Task instructions - Write out the data exactly as given, dropping every picture.

Records -
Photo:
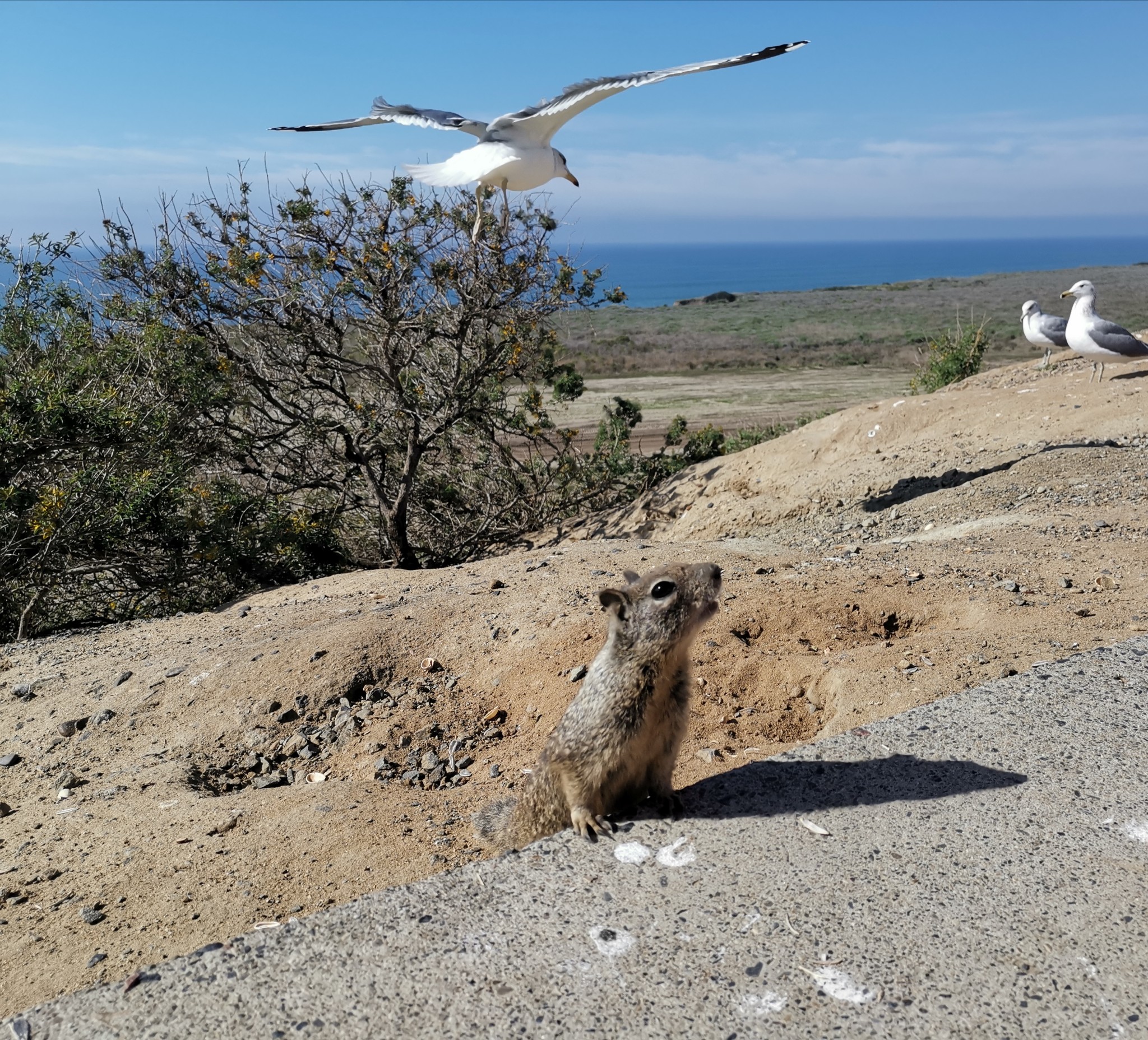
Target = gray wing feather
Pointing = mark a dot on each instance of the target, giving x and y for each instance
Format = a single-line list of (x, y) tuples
[(579, 97), (1112, 337), (407, 115), (1053, 327)]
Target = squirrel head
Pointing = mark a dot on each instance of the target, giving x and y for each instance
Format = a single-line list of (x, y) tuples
[(665, 607)]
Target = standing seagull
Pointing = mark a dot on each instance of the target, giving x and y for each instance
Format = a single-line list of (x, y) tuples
[(1093, 337), (513, 152), (1043, 329)]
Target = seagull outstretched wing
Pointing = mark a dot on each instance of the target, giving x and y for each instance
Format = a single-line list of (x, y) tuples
[(542, 122), (432, 119)]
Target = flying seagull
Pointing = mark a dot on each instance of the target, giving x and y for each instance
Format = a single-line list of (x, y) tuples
[(1043, 329), (513, 152), (1093, 337)]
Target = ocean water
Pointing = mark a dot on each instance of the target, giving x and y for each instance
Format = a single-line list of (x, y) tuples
[(654, 276)]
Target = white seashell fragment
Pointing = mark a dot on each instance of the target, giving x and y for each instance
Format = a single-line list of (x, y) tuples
[(632, 852)]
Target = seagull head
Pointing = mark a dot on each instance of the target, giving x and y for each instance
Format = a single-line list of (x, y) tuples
[(1082, 289), (561, 168)]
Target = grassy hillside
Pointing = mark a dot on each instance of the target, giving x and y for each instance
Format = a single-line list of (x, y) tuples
[(858, 325)]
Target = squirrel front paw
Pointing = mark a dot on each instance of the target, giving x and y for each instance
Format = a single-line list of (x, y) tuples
[(589, 825)]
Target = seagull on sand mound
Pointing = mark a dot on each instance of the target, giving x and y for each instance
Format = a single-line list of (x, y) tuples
[(513, 152), (1093, 337), (1043, 329)]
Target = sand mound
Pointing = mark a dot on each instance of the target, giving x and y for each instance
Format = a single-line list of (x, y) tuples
[(875, 559)]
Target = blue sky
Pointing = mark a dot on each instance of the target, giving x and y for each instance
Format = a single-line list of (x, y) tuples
[(898, 121)]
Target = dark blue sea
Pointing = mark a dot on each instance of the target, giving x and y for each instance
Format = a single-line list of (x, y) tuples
[(659, 275)]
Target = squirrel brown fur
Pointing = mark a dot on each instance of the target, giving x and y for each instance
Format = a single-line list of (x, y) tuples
[(618, 742)]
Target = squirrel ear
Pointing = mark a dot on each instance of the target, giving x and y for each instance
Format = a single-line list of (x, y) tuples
[(613, 600)]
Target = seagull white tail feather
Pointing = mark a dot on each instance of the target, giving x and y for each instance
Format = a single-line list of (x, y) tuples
[(464, 167), (437, 175)]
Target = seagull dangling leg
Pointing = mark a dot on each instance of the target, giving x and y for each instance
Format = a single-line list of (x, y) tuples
[(478, 214)]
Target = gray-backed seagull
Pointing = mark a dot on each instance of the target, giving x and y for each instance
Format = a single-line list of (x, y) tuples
[(1093, 337), (1043, 329), (513, 152)]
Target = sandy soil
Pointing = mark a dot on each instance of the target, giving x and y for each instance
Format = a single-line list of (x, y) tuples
[(876, 559)]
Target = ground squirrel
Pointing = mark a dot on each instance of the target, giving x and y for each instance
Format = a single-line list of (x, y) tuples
[(619, 739)]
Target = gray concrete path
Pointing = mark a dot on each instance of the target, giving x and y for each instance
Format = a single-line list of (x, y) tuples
[(985, 874)]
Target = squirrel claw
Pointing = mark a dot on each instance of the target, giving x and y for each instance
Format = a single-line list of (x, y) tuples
[(590, 827)]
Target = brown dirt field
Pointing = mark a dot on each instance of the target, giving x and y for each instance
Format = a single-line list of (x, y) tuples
[(882, 559)]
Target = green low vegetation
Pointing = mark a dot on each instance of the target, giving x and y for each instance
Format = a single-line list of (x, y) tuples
[(346, 380), (954, 355)]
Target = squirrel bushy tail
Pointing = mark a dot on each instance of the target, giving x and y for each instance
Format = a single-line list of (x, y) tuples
[(493, 822)]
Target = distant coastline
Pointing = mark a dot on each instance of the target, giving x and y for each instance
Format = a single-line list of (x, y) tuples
[(659, 275)]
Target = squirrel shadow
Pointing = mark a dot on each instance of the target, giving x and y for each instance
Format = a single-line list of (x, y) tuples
[(773, 787)]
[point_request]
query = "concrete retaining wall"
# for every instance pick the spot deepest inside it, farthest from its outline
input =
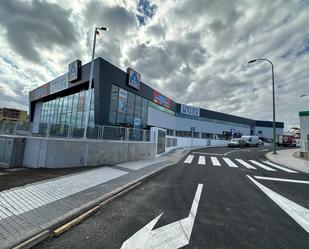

Exercise result -
Photo:
Target = gray wing feather
Pointing = mark a dot on each instance of the target, giving x and y for each instance
Format = a single-line list of (x, y) tuples
[(579, 97), (1112, 337), (407, 115), (1053, 327)]
Target = squirrel head
Pointing = mark a dot on each instance of the target, giving x and y for each instance
Format = a single-line list of (x, y) tuples
[(665, 607)]
Target = standing seagull
Pointing = mark a dot on each instance of the target, giving x and y for each instance
Format = a single-line list of (x, y) tuples
[(1093, 337), (513, 152), (1043, 329)]
Target = seagull outstretched wing
Pointing = mark a dot on each instance of the target, giving x and y for each instance
Format = a single-line list of (x, y) tuples
[(542, 122), (432, 119)]
Target = flying seagull
Pointing = mark a dot on each instance of the target, giving x and y for each instance
Format = a single-line list of (x, y) tuples
[(1043, 329), (513, 152), (1093, 337)]
Target = ocean water
Pointing = mark a dot on each instance of the target, giving x and y for each instance
Format = a single-line list of (x, y) tuples
[(654, 276)]
Target = white seashell fragment
Pointing = mark a dot on each instance of the target, giving x and y for each instance
Format = a single-line list of (x, y) tuples
[(632, 852)]
Target = seagull head
Pointing = mark a dot on each instance of the target, giving x and y for each instance
Format = a single-line list of (x, y) tuples
[(1082, 289), (561, 168)]
Target = grassy hillside
Pointing = mark a dot on each instance of the target, giving x and y for each instance
Format = a single-line list of (x, y) tuples
[(858, 325)]
Target = squirrel front paw
Pointing = mark a dot on each instance of the target, giving x and y for each instance
Format = a single-line list of (x, y) tuples
[(589, 825)]
Target = seagull on sand mound
Pointing = mark a dot on each instance of the target, giving x and y for each instance
Format = a single-line list of (x, y) tuples
[(513, 152), (1093, 337), (1043, 329)]
Target = sand mound
Pointing = mark a dot on each instance of the target, giving x and y for each instance
Format = a single-line list of (x, y) tuples
[(875, 559)]
Target = blue sky
Pointing = mark a dot on each instance of the target, giving x and y for each instance
Format = a single-line list of (x, y) tuples
[(898, 121)]
Target = dark blue sea
Pointing = mark a dot on each instance of the target, giving x and y for each instance
Format = a single-line list of (x, y) tuples
[(659, 275)]
Target = squirrel brown fur
Pointing = mark a dot on each instance of the target, giving x and y for each instance
Format = a single-line list of (x, y) tuples
[(618, 742)]
Target = squirrel ear
Pointing = mark a dot on each instance of the target, giving x and y for each instance
Format = a single-line list of (x, y) tuples
[(613, 600)]
Target = seagull white tail feather
Pointing = mark a dot on each instance of the target, giving x and y for each instance
Format = a single-line list of (x, y) tuples
[(464, 167), (437, 175)]
Target = seagull dangling leg
Pointing = mark a dot on each instance of the target, giving x and y for each instance
Format = a single-line list of (x, y) tuples
[(478, 214)]
Target = gray-backed seagull
Pointing = mark a dot on each instance of the target, giving x and y for each instance
Format = a single-line list of (x, y) tuples
[(1093, 337), (1043, 329), (513, 152)]
Target = sandy soil
Pointing = mark a dot on each instance of the target, giving x and y for each instance
Format = a single-line list of (x, y) tuples
[(876, 559)]
Target = ground squirrel
Pointing = mark a dot on each instance of the target, giving x and y for each instance
Format = a single-line list of (x, y) tuples
[(619, 739)]
Target = gray concrete path
Pointing = mark a dot on each instance of the target, giving x and y for each instance
Format = a single-line list of (x, y) tuples
[(985, 874)]
Target = squirrel claw
Pointing = mark a dot on each instance of the target, giving x and y for each instance
Format = a single-line list of (x, y) tuples
[(590, 827)]
Target = brown dirt field
Pointing = mark a dot on each instance of the target, giving x and y for each instance
Format = a single-line list of (x, y) tuples
[(882, 559)]
Target = green low vegetation
Pointing = mark a dot on each instance of the target, giving x and y for each instance
Format = a single-line list of (x, y) tuples
[(346, 380), (954, 355)]
Target = squirrel bushy tail
Pointing = mark a dot on each instance of the target, giving x and y for each instance
Format = a single-line list of (x, y) tuples
[(493, 822)]
Target = distant coastline
Pointing = mark a dot on each instance of the target, giving x and y for each instance
Format = a single-line list of (x, y) tuples
[(659, 275)]
Target = squirrel shadow
Pointing = mark a dot on each instance of the target, giving x and y for each instance
Format = a single-line list of (x, y) tuples
[(773, 787)]
[point_request]
query = "concrete retaining wall"
# for every instance pick the spot deepest inside it, farthest from its outline
input =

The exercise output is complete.